ASSIGNED TASK:
Say how many lines in the entries hold the word "white", and reply with that number only.

··· DATA EXCERPTS

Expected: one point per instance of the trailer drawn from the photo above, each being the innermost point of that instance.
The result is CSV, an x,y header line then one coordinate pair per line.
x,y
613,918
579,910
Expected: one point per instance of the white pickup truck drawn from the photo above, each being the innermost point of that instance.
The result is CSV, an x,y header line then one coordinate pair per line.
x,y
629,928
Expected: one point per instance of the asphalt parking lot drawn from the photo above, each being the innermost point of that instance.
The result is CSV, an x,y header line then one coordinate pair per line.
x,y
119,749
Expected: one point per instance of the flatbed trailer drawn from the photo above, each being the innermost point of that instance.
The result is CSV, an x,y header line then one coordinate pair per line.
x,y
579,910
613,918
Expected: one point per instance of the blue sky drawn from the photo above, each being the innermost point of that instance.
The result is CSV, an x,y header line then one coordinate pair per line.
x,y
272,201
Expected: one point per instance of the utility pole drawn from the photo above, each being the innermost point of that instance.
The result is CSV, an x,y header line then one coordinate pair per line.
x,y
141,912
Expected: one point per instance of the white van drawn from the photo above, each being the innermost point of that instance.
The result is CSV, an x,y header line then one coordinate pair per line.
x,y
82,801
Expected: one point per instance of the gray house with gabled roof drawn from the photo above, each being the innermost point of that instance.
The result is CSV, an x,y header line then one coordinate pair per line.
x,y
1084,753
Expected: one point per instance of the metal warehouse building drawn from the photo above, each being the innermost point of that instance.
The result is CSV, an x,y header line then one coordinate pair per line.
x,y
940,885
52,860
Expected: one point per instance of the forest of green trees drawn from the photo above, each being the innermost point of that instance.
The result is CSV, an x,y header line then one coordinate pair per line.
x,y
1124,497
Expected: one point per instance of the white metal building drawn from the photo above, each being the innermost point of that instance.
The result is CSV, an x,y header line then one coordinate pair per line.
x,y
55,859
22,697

······

EXERCISE ANSWER:
3